(Stored data entries)
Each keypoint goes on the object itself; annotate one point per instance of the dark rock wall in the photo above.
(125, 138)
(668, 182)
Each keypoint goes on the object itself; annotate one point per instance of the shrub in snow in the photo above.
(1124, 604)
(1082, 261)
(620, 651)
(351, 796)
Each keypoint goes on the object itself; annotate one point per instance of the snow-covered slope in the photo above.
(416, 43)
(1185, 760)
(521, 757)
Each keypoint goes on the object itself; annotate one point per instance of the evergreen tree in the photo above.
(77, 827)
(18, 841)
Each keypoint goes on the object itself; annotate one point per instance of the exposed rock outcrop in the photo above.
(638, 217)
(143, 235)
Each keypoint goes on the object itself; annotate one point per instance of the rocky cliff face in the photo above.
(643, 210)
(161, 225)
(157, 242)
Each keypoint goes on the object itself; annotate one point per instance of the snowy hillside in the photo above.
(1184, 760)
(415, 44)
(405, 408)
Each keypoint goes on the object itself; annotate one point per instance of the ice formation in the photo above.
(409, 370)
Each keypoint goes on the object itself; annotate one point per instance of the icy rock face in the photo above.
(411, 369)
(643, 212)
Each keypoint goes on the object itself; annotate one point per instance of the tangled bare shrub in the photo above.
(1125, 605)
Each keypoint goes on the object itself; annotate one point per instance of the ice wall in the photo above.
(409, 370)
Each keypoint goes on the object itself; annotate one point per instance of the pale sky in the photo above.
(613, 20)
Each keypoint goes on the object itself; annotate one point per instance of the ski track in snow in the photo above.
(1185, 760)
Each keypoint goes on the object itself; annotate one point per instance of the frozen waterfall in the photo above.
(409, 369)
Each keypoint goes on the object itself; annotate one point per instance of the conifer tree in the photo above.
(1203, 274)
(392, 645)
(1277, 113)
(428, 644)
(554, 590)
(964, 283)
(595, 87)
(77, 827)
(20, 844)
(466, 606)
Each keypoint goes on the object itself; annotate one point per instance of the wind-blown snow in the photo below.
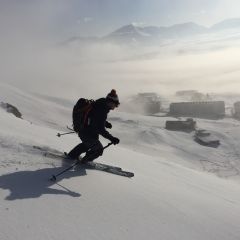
(172, 196)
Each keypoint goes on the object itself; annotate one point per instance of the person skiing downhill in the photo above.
(96, 125)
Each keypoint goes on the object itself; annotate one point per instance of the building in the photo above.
(211, 109)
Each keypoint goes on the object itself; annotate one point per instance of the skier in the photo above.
(96, 125)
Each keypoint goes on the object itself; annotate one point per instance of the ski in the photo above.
(109, 169)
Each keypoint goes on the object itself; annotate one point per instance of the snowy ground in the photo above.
(181, 190)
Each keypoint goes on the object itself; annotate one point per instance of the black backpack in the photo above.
(80, 114)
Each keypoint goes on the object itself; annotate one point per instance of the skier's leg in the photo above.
(77, 151)
(96, 150)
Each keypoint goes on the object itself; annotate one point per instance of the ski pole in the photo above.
(60, 134)
(54, 177)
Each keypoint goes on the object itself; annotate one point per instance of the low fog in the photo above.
(35, 61)
(67, 71)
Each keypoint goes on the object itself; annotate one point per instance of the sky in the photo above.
(64, 18)
(31, 57)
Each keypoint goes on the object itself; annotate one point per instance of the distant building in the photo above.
(11, 109)
(213, 109)
(236, 109)
(187, 126)
(188, 93)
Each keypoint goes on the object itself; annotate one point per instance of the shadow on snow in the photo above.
(33, 184)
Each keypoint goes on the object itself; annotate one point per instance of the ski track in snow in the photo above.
(181, 190)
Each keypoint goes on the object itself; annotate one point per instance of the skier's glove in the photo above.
(108, 125)
(115, 140)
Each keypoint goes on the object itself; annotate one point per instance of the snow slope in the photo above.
(165, 200)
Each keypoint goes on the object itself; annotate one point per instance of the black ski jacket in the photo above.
(97, 119)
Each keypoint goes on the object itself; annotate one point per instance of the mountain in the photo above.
(131, 33)
(167, 199)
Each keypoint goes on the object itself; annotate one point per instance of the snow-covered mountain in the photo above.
(175, 194)
(152, 34)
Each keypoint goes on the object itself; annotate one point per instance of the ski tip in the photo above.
(53, 178)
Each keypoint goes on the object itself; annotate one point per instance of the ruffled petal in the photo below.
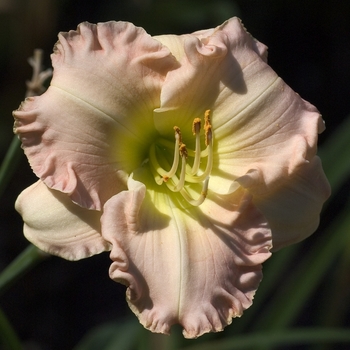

• [What is being asked]: Nothing but the text is wanted: repeat the data above exactly, without its images.

• [Answer to this problem]:
Each keypoint goes on the object itself; annotate one point per instance of the dark rock wall in the photo above.
(125, 138)
(668, 182)
Each keypoint goes on the object itself; annotate one point per instance of the shrub in snow in the photo above.
(1124, 604)
(1082, 261)
(620, 651)
(351, 796)
Each keypoint goes on the object itself; annotate one point per instance of the snow-covered slope in the photo above.
(416, 43)
(1185, 760)
(521, 757)
Each keypoint goes on the object itself; annotate one point per instance of the evergreen tree in the photo above.
(77, 827)
(18, 841)
Each keypoint goes on the object itself; annotate one point per instance of the exposed rock outcrop in the photo above.
(638, 217)
(143, 235)
Each keypoint goes on the object itself; annotate one point per instance of the rocky cliff face in the photo above.
(643, 210)
(161, 225)
(157, 242)
Each keypoint goes on the object itself; annotate one point per instance of the snowy hillside in the photo above.
(1184, 760)
(415, 44)
(405, 408)
Each keypoint goes on the object itself; annotate one point per instance of the ice formation in the photo above.
(409, 370)
Each keypoint goes on the object itself; annotate one point per instance of the icy rock face in the photo above.
(411, 369)
(643, 212)
Each keypoint goes on the object itself; annotate one point per instance of the tangled bare shrub in the photo above.
(1125, 605)
Each keypoint goes on the object itself; annotate one point per instance of the ice wall in the photo above.
(409, 370)
Each keypoint goes on the object itself; annotate one point per instance of the pale sky in the photo above.
(613, 20)
Each keypoint goes on the object itself; annotate one point per instance of the ski track in snow in the photo above.
(1185, 760)
Each keypoint goes on the object itself; annotate one point per instance of the frozen waterfall in the photo above.
(409, 369)
Each keypoint goes on the object itself; annotate one point per instance of the conifer tree in the photo above.
(1203, 274)
(392, 645)
(1277, 113)
(428, 644)
(554, 590)
(964, 283)
(595, 87)
(77, 827)
(20, 844)
(466, 606)
Each keypoint goes on the object itself; annotate one point per instance of the wind-blown snow in the photo below.
(172, 196)
Each keypoint goes on the object itself; annotate one point per instance of the person skiing downhill in the photo above.
(96, 125)
Each keypoint goes on the object itself; annotate one point per instance of the building in the photo above.
(211, 109)
Each keypoint goes on the object itself; annotate one point per instance of the skier in the photo above.
(96, 125)
Each keypoint goes on the object itself; annotate one point per instance of the ski in the photo above.
(109, 169)
Each keypoint goes on the object itself; annotate one point per instance of the snowy ground in the photo above.
(181, 190)
Each keypoint goes on the object itself; annotate one point per instance of the black backpack in the photo above.
(80, 114)
Each keypoint goes on the object itself; annotate one point per instance of the skier's leg in the photo above.
(77, 151)
(96, 150)
Each keypoint goes on the object itself; annotate one point per instance of the ski pole in the photo above.
(60, 134)
(54, 177)
Each keypoint goes on the object itself; annotate one point per instance of the low fog in the photo above.
(35, 61)
(67, 71)
Each keypoint goes on the object itself; annotate one point per instance of the sky in the photo above.
(64, 18)
(31, 57)
Each keypoint goes on the object itself; annotate one point per instance of the distant building in the photo above.
(11, 109)
(213, 109)
(236, 109)
(187, 126)
(188, 93)
Each keypoint goes on the object itself; annotate one point per instance of the shadow on snow in the photo above.
(33, 184)
Each keypoint goes on the object itself; annotate one point per instance of the ski track in snow in the photo above.
(181, 190)
Each keypoint goes on the object itself; annotate one point per instance of the skier's glove in the photo above.
(108, 125)
(115, 140)
Each keypoint goes on the object itself; annotate one point per instance of the snow slope in the photo above.
(165, 200)
Each keypoint goes on the object itself; annotate one point per instance of the black ski jacket in the photo above.
(97, 119)
Each keypoint goes on the object itself; annotate one point per instance of the mountain in the photo above.
(131, 33)
(167, 199)
Each keypoint goes on the object itself; annotate one point per instance of the snow-covered mountain in the photo above.
(175, 194)
(152, 34)
Each keypoint goes on the object itself; annotate one point per instance of the ski tip in the photo above.
(53, 178)
Each keypoint goes on the object itself; annotate one point per instance of the ruffled petal in the photo below.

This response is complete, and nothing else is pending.